#### [Material provided]
※

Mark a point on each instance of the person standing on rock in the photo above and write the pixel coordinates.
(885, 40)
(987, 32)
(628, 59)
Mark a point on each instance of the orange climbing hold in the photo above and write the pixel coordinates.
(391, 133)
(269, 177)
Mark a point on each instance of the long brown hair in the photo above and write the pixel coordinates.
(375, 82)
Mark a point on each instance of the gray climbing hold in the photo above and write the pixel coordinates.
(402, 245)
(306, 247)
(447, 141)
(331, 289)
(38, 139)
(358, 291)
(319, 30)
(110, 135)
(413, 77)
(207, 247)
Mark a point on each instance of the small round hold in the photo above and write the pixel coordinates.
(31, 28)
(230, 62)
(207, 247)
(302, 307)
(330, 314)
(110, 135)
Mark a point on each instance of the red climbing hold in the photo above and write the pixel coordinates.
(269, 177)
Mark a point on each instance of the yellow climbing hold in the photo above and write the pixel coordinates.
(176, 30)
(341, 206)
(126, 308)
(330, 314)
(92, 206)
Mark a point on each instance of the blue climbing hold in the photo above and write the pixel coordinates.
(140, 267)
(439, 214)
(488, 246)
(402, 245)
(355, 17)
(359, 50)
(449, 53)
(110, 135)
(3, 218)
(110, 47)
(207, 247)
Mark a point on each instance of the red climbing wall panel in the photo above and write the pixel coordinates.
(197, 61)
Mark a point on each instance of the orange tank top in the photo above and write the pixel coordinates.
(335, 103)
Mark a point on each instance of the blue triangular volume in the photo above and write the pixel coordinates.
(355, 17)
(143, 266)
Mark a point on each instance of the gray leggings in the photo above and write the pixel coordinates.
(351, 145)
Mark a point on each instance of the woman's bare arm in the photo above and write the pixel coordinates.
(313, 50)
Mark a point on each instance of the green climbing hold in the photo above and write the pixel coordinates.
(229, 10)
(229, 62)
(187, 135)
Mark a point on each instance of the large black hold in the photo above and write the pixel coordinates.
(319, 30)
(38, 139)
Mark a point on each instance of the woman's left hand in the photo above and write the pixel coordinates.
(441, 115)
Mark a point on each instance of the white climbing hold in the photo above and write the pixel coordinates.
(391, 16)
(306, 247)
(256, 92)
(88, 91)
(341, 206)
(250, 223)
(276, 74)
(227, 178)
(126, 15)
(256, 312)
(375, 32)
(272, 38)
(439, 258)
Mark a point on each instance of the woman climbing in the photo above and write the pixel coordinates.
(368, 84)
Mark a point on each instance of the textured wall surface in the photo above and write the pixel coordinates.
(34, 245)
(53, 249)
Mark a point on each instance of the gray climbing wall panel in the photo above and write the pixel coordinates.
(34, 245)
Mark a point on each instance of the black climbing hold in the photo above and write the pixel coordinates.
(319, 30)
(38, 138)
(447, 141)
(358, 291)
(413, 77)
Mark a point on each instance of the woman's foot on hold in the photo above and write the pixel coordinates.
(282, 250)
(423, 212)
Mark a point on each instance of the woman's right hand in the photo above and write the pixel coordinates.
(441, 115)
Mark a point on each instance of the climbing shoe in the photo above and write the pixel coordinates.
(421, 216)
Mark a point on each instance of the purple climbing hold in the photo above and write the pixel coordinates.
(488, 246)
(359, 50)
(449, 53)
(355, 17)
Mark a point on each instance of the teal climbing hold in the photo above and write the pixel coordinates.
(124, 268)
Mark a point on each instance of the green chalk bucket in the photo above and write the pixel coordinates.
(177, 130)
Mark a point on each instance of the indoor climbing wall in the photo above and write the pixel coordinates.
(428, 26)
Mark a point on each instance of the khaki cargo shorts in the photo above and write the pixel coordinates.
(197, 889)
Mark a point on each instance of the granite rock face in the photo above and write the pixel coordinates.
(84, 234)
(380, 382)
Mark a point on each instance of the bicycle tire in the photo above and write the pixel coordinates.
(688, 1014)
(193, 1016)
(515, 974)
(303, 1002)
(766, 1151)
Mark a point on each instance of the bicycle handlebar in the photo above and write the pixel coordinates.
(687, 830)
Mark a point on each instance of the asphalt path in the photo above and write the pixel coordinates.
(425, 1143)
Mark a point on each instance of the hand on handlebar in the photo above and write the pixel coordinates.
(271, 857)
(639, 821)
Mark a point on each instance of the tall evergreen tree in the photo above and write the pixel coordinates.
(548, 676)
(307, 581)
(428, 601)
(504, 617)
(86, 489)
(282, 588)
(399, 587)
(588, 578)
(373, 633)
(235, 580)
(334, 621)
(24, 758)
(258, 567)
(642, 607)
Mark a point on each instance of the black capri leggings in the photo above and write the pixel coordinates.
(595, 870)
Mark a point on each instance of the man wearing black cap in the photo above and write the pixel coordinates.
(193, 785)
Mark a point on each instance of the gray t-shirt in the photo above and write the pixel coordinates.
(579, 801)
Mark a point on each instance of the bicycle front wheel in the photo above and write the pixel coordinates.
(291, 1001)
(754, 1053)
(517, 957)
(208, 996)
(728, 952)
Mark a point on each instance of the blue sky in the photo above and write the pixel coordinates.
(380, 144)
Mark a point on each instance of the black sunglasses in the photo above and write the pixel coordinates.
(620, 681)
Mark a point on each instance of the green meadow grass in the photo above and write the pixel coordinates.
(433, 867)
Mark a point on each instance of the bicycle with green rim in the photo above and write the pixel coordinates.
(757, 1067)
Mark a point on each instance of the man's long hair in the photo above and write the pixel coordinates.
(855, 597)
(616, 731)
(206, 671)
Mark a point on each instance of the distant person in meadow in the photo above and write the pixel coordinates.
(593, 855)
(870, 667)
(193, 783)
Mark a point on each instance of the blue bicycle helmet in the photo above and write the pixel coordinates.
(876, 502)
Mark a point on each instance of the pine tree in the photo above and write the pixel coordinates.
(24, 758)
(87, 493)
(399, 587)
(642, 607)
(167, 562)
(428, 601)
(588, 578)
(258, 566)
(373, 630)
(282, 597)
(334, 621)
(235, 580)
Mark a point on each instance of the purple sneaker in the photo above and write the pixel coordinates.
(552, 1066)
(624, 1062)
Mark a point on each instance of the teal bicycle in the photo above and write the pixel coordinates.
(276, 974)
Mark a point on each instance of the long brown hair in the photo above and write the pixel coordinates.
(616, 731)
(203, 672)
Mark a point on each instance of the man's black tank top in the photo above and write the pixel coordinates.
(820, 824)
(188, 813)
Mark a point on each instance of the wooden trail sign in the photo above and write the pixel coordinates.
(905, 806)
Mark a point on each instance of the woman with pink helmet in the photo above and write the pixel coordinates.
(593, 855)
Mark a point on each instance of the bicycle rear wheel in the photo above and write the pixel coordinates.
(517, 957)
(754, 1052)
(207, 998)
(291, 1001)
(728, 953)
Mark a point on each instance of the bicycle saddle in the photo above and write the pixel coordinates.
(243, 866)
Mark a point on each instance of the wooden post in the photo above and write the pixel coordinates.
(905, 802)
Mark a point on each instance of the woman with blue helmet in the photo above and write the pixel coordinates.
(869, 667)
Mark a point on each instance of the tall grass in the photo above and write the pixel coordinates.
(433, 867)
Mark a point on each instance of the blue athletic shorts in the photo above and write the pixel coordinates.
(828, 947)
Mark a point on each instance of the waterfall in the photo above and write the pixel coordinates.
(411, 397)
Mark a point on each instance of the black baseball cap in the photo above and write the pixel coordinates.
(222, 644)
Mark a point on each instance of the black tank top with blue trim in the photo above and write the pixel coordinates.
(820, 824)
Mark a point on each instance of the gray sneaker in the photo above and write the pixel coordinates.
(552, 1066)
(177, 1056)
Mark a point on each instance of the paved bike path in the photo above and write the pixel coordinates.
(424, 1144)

※

Every line of the data above should be copied exactly.

Mark a point on each instance of the person standing on rock in the photo above and write the pixel coordinates.
(885, 40)
(987, 32)
(628, 59)
Mark a point on each instance of the orange climbing hold in the photo above and write the pixel coordinates.
(391, 133)
(269, 177)
Mark a point on each instance of the long brown hair in the photo above and write the pixel coordinates.
(375, 82)
Mark a point on each instance of the gray climbing hold in the photo above and write the pixel coordinates.
(402, 245)
(306, 247)
(447, 141)
(331, 289)
(38, 139)
(358, 291)
(319, 30)
(110, 135)
(413, 77)
(207, 247)
Mark a point on each instance of the small round hold in the photo above and write the pixel coordinates.
(31, 28)
(230, 62)
(207, 247)
(302, 307)
(330, 314)
(110, 135)
Mark a point on each instance of the red climbing hold in the photo above and write the pixel coordinates.
(269, 177)
Mark a point on each instance of the yellow climbing hold in the photo above and write the pixel coordinates.
(176, 30)
(341, 206)
(126, 308)
(330, 314)
(92, 206)
Mark a point on each instance of the blue climbing hold in the photo above and write the pixel coordinates.
(140, 267)
(439, 214)
(488, 246)
(402, 245)
(355, 17)
(359, 50)
(449, 53)
(110, 135)
(3, 218)
(110, 47)
(207, 247)
Mark a point on each instance of the red climbing wall panel in the photo above and write the pixel coordinates.
(197, 61)
Mark a point on each instance of the orange tank top in the photo above and write the pixel coordinates.
(335, 103)
Mark a point on each instance of the blue triangular volume in the photo above and write the pixel coordinates.
(355, 17)
(143, 266)
Mark a point on each instance of the gray leggings in the photo above and write the pixel coordinates.
(351, 145)
Mark a point on each instance of the woman's bare arm in the photo above and write the pixel coordinates.
(313, 50)
Mark a point on each instance of the green climbing hold in the photo above and write the pixel coordinates.
(229, 10)
(229, 62)
(187, 135)
Mark a point on each instance of the large black hold in the photo above and write the pixel coordinates.
(319, 30)
(38, 139)
Mark a point on each instance of the woman's left hand in the photo above and write the pixel coordinates.
(441, 115)
Mark a point on each instance of the white climbing hold in the photo above and write the pixel coordinates.
(391, 16)
(306, 247)
(256, 92)
(88, 91)
(341, 206)
(250, 223)
(276, 74)
(227, 178)
(126, 15)
(256, 312)
(375, 32)
(272, 38)
(439, 258)
Mark a point on each instance of the woman climbing in the photo above and write the pixel coordinates.
(368, 84)
Mark a point on each instance of the textured wall surface in the photo above and write the pixel coordinates.
(34, 245)
(53, 249)
Mark a point on each instance of the gray climbing wall panel in the photo above and write the pixel coordinates.
(34, 245)
Mark a point on each instance of the black climbing hold in the photo above and write the pixel coordinates.
(319, 30)
(38, 138)
(447, 141)
(358, 291)
(413, 77)
Mark a point on each instance of the woman's foot on hold in the photo above and write the pixel coordinates.
(282, 250)
(423, 212)
Mark a point on each instance of the woman's right hand in the photo above and write the pixel coordinates.
(441, 115)
Mark a point on each instance of the climbing shoe in the photo above and write the pixel coordinates.
(421, 216)
Mark a point on each instance of the purple climbing hold in the photo above and write the pixel coordinates.
(488, 246)
(359, 50)
(449, 53)
(355, 17)
Mark a point on each instance of the teal climbing hold in the photo above and write the pixel coordinates.
(124, 268)
Mark a point on each instance of the green chalk bucket in the photo above and write the pixel coordinates.
(177, 130)
Mark a point on each instance of the indoor climbing wall in the photo above and write the pixel coordinates.
(428, 26)
Mark a point on each instance of the khaki cargo shorts in the photo above and write the pixel coordinates.
(197, 889)
Mark a point on each instance of the granite rock face in the photo above and write the pixel coordinates.
(84, 234)
(380, 382)
Mark a point on each instance of the bicycle tire in the photo above and write the pixel coordinates.
(688, 1014)
(193, 1016)
(515, 974)
(303, 1002)
(766, 1151)
Mark a point on each instance of the bicycle handlebar in the photo above and write the pixel coordinates.
(687, 830)
Mark a point on each instance of the asphalt path in the photo above and write the pixel coordinates.
(425, 1143)
Mark a point on each instance of the hand on handlebar in the photo above and write the pixel coordinates.
(271, 857)
(639, 821)
Mark a point on each instance of the tall evergreen tree in the photo above and write the pixel coordinates.
(548, 676)
(307, 581)
(428, 601)
(504, 617)
(86, 489)
(282, 588)
(399, 587)
(588, 578)
(373, 633)
(235, 580)
(334, 621)
(24, 758)
(258, 567)
(642, 607)
Mark a point on each instance of the black capri leggings in the photo above and write the pixel coordinates.
(595, 870)
Mark a point on each instance of the man wearing black cap in the photo above and write the pixel coordinates.
(193, 785)
Mark a point on each instance of the gray t-shirt in the photo above and write the pixel coordinates.
(579, 801)
Mark a point on each instance of the bicycle front wheel in the photo above and write the pixel coordinates.
(291, 1001)
(754, 1053)
(517, 957)
(208, 996)
(728, 952)
Mark a point on each instance of the blue sky in the photo above and write the pixel coordinates.
(380, 144)
Mark a point on each instance of the black sunglasses in the photo above and write the pixel coordinates.
(620, 681)
Mark a point on each instance of the green meadow grass in the photo above and write the pixel coordinates.
(433, 867)
Mark a point on each instance of the bicycle with green rim in the photo above and write the pixel coordinates.
(757, 1067)
Mark a point on each instance of the man's long hair in the photo above and write the pixel coordinates.
(855, 597)
(616, 731)
(206, 671)
Mark a point on each instance of the distant person in meadow in the photo above and write the pixel coordinates.
(593, 855)
(870, 667)
(193, 783)
Mark a point on each instance of the blue bicycle helmet in the photo above and write the pixel coordinates.
(876, 502)
Mark a point on each instance of the pine tree in the photo above and write the pixel coordinates.
(24, 758)
(87, 493)
(399, 587)
(642, 607)
(167, 562)
(428, 601)
(588, 578)
(258, 566)
(373, 630)
(282, 597)
(334, 621)
(235, 580)
Mark a point on each instance of the purple sneaker in the photo above and write the pixel coordinates.
(552, 1066)
(624, 1062)
Mark a point on each instance of the teal bicycle in the photo above and write the pixel coordinates.
(276, 974)
Mark a point on each instance of the long brown hair in the photo above and write the pixel coordinates.
(616, 731)
(203, 672)
Mark a point on each instance of the man's black tank top in the photo above and write the pixel coordinates.
(820, 824)
(188, 813)
Mark a point on each instance of the wooden trail sign in the photo above and write the pixel coordinates.
(905, 806)
Mark a point on each instance of the woman with pink helmet in the photo above and write the pixel coordinates.
(593, 855)
Mark a point on each instance of the bicycle rear wheel in the photo above and write the pixel coordinates.
(517, 957)
(754, 1052)
(207, 998)
(291, 1001)
(728, 953)
Mark a point on each instance of the bicycle saddle in the photo above and write the pixel coordinates.
(243, 866)
Mark a point on each instance of the wooden post in the photo above and write the pixel coordinates.
(905, 802)
Mark a point on each instance of the woman with blue helmet in the photo above and write the pixel coordinates.
(869, 667)
Mark a point on each instance of the tall grass in the photo above and write the pixel coordinates.
(433, 867)
Mark a point on each instance of the blue athletic shorts in the photo above and write the pixel coordinates.
(828, 947)
Mark a point on each instance of the waterfall in the photo above and write the pixel coordinates.
(411, 397)
Mark a point on each instance of the black baseball cap in the photo above and write the pixel coordinates.
(222, 644)
Mark a point on each instance of the black tank top with blue trim in the photo above and write the pixel coordinates.
(820, 824)
Mark a point on each instance of the gray sneaker in the photo above and write the pixel coordinates.
(552, 1066)
(177, 1056)
Mark a point on each instance of the paved bike path in the photo above and write the pixel coordinates.
(424, 1144)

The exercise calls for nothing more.